→ **Task goal**
Count the lines below that contain the string "negative". Reply with the number alone.

→ **Material for the task**
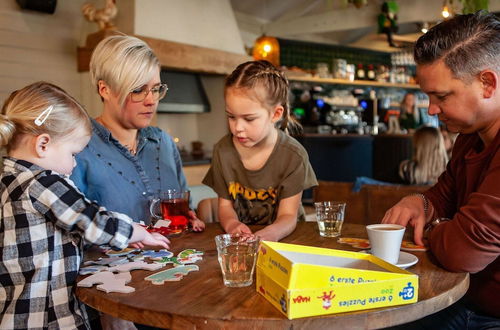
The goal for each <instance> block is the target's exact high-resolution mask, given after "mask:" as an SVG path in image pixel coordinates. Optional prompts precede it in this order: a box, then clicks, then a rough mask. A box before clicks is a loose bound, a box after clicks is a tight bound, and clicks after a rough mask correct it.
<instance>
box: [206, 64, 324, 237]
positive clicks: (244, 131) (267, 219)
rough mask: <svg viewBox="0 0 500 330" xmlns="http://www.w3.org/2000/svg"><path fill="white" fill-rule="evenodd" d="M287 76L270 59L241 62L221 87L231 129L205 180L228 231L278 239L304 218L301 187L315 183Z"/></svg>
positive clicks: (219, 214) (305, 187)
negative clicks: (213, 191) (261, 60)
mask: <svg viewBox="0 0 500 330" xmlns="http://www.w3.org/2000/svg"><path fill="white" fill-rule="evenodd" d="M288 87H289V86H288V81H287V79H286V78H285V76H284V74H283V73H282V72H281V71H279V70H278V69H277V68H275V67H274V66H273V65H272V64H271V63H269V62H268V61H251V62H246V63H243V64H240V65H239V66H238V67H237V68H236V69H235V70H234V71H233V72H232V73H231V74H230V75H229V76H228V77H227V78H226V82H225V87H224V98H225V103H226V115H227V119H228V123H229V129H230V131H231V132H230V134H228V135H226V136H225V137H223V138H222V139H221V140H220V141H219V142H218V143H217V144H216V145H215V147H214V154H213V158H212V166H211V167H210V170H209V172H208V173H207V175H206V176H205V179H204V180H203V183H205V184H206V185H208V186H210V187H212V188H213V189H214V190H215V191H216V192H217V194H218V196H219V202H218V217H219V220H220V222H221V225H222V227H223V228H224V230H225V231H226V232H228V233H248V234H251V233H252V231H251V230H250V229H249V227H248V225H265V226H266V227H264V228H263V229H261V230H259V231H257V232H255V233H254V234H255V235H258V236H260V237H261V238H262V239H263V240H271V241H278V240H280V239H282V238H283V237H285V236H287V235H288V234H290V233H291V232H292V231H293V230H294V229H295V226H296V223H297V219H298V220H303V219H304V210H303V208H302V205H301V197H302V191H303V190H304V189H308V188H311V187H312V186H316V185H317V181H316V176H315V175H314V171H313V169H312V167H311V164H310V163H309V158H308V156H307V152H306V151H305V149H304V148H303V147H302V145H301V144H300V143H299V142H297V141H296V140H295V139H294V138H293V137H291V136H290V135H288V132H290V133H292V132H293V133H296V132H299V131H300V125H299V124H298V123H297V122H296V121H295V120H293V118H292V117H291V116H290V108H289V105H288V90H289V88H288Z"/></svg>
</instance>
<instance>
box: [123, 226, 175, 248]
mask: <svg viewBox="0 0 500 330" xmlns="http://www.w3.org/2000/svg"><path fill="white" fill-rule="evenodd" d="M132 226H133V228H134V231H133V232H132V237H131V238H130V241H129V242H130V244H129V245H130V246H131V247H134V248H137V249H142V248H143V247H144V246H145V245H149V246H161V247H163V248H164V249H168V248H169V243H170V241H169V240H168V238H166V237H165V236H163V235H161V234H159V233H149V232H148V231H147V230H146V228H145V227H143V226H141V225H139V224H138V223H133V224H132Z"/></svg>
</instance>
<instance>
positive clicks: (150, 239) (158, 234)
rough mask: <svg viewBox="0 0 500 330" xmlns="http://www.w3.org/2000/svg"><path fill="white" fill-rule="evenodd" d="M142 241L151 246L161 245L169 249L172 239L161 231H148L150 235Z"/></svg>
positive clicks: (146, 244) (148, 232)
mask: <svg viewBox="0 0 500 330" xmlns="http://www.w3.org/2000/svg"><path fill="white" fill-rule="evenodd" d="M141 243H142V244H144V245H149V246H161V247H162V248H164V249H167V250H168V249H169V248H170V240H169V239H168V238H166V237H165V236H163V235H162V234H160V233H149V232H148V235H146V237H144V239H143V240H142V242H141Z"/></svg>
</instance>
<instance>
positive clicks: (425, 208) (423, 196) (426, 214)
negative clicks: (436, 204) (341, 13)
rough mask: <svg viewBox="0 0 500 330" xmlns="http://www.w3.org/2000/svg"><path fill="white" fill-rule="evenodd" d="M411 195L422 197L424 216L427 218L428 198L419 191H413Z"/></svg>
mask: <svg viewBox="0 0 500 330" xmlns="http://www.w3.org/2000/svg"><path fill="white" fill-rule="evenodd" d="M412 196H418V197H420V198H421V199H422V202H423V203H424V216H425V220H427V217H428V216H429V199H427V197H426V196H425V195H424V194H421V193H414V194H412Z"/></svg>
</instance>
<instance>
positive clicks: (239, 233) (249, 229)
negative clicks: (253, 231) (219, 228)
mask: <svg viewBox="0 0 500 330" xmlns="http://www.w3.org/2000/svg"><path fill="white" fill-rule="evenodd" d="M226 232H227V233H228V234H251V233H252V231H251V230H250V228H248V226H247V225H245V224H244V223H241V222H239V221H235V222H234V223H232V224H231V225H229V226H228V227H227V228H226Z"/></svg>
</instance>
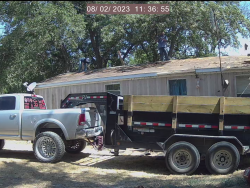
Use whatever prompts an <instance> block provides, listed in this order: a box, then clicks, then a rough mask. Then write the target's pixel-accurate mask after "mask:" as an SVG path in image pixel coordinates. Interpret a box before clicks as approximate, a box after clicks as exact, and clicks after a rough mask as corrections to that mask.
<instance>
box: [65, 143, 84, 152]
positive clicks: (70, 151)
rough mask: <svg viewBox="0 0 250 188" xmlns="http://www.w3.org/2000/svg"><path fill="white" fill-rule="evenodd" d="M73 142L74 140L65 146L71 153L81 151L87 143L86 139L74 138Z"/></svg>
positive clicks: (65, 150) (78, 151)
mask: <svg viewBox="0 0 250 188" xmlns="http://www.w3.org/2000/svg"><path fill="white" fill-rule="evenodd" d="M71 142H73V144H69V145H67V146H66V147H65V151H66V152H67V153H71V154H78V153H81V151H82V150H84V149H85V147H86V145H87V142H86V141H85V140H72V141H71Z"/></svg>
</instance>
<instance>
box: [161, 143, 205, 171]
mask: <svg viewBox="0 0 250 188" xmlns="http://www.w3.org/2000/svg"><path fill="white" fill-rule="evenodd" d="M165 161H166V165H167V168H168V169H169V171H170V172H171V173H174V174H192V173H193V172H194V171H195V170H196V169H197V168H198V166H199V164H200V154H199V151H198V150H197V149H196V147H195V146H194V145H193V144H191V143H188V142H184V141H181V142H176V143H174V144H172V145H171V146H170V147H169V148H168V150H167V152H166V158H165Z"/></svg>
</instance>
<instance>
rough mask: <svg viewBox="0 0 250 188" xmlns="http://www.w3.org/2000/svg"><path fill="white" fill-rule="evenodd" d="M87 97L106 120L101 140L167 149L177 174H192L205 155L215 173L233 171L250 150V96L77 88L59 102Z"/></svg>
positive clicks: (77, 100) (117, 144)
mask: <svg viewBox="0 0 250 188" xmlns="http://www.w3.org/2000/svg"><path fill="white" fill-rule="evenodd" d="M87 103H94V104H95V106H96V109H97V111H98V113H99V114H100V116H101V119H102V121H103V133H102V134H101V135H100V136H98V139H97V138H93V140H98V141H99V146H100V145H102V144H104V146H105V147H106V148H113V149H114V151H115V155H118V154H119V149H126V148H146V149H149V150H154V151H163V152H164V153H165V162H166V166H167V168H168V169H169V170H170V172H172V173H175V174H192V173H193V172H194V171H195V170H196V169H197V168H198V166H199V164H200V160H202V159H205V163H206V167H207V169H208V170H209V171H210V172H211V173H213V174H228V173H232V172H234V171H235V169H237V167H238V165H239V162H240V155H246V154H247V153H248V152H249V146H250V98H240V97H237V98H236V97H194V96H135V95H134V96H133V95H126V96H118V95H115V94H112V93H108V92H103V93H77V94H69V95H68V96H67V97H66V98H65V99H64V100H63V101H61V108H72V107H75V106H79V105H82V104H87ZM102 140H103V143H102Z"/></svg>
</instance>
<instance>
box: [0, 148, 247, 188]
mask: <svg viewBox="0 0 250 188" xmlns="http://www.w3.org/2000/svg"><path fill="white" fill-rule="evenodd" d="M0 158H2V161H1V164H2V165H1V168H0V187H3V188H5V187H14V186H17V187H19V186H20V187H53V188H59V187H60V188H64V187H88V188H92V187H93V188H109V187H111V188H136V187H138V186H143V187H144V188H177V187H178V188H190V187H196V188H198V187H199V188H200V187H205V188H210V187H212V188H215V187H219V188H222V187H232V188H236V187H241V188H247V187H248V185H247V184H246V182H245V181H244V179H243V178H242V175H241V173H238V174H236V175H234V176H232V175H228V176H221V177H220V176H211V175H210V174H209V173H208V172H207V170H206V168H205V165H204V161H202V162H201V165H200V167H199V168H198V170H197V171H196V172H195V174H194V176H184V175H170V173H169V172H168V171H167V169H166V167H165V161H164V157H159V156H143V155H142V156H140V155H137V156H132V155H121V156H117V157H113V156H112V155H101V154H92V155H90V153H81V154H79V155H71V154H65V156H64V157H63V159H62V162H59V163H56V164H44V163H40V162H38V161H37V160H36V158H35V156H34V154H33V152H32V151H13V150H3V151H1V152H0ZM4 158H6V161H4ZM10 158H11V161H10V162H9V161H8V162H7V159H10ZM91 158H92V159H97V160H96V163H95V164H82V163H83V162H82V161H83V160H84V161H85V162H88V160H89V159H91ZM13 159H25V160H24V161H22V162H19V161H17V162H16V161H13ZM85 159H86V160H85ZM30 162H32V163H30ZM243 162H244V164H241V166H240V168H246V163H247V165H248V166H249V160H244V161H243ZM70 169H71V170H72V169H73V171H70ZM121 170H122V171H121ZM125 172H126V173H125Z"/></svg>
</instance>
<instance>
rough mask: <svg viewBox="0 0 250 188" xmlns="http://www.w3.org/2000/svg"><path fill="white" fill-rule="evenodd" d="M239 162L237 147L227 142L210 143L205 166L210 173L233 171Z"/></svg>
mask: <svg viewBox="0 0 250 188" xmlns="http://www.w3.org/2000/svg"><path fill="white" fill-rule="evenodd" d="M239 163H240V154H239V151H238V149H237V148H236V147H235V146H234V145H233V144H231V143H229V142H225V141H223V142H218V143H216V144H214V145H212V146H211V147H210V148H209V150H208V151H207V154H206V167H207V169H208V171H209V172H210V173H212V174H229V173H233V172H234V171H235V170H236V169H237V167H238V166H239Z"/></svg>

→ **Solution**
3